*Written exercise*.
Copy every one of the entries below word for word, with no changes at all.

*Stored records*.
##########

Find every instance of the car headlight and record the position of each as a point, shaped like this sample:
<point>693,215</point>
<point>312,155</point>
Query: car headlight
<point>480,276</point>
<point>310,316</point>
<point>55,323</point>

##########

*Output of the task*.
Find every instance of the car headlight and record the position of each as a point, shaped like this sample:
<point>693,215</point>
<point>312,155</point>
Query: car headlight
<point>480,276</point>
<point>310,316</point>
<point>55,323</point>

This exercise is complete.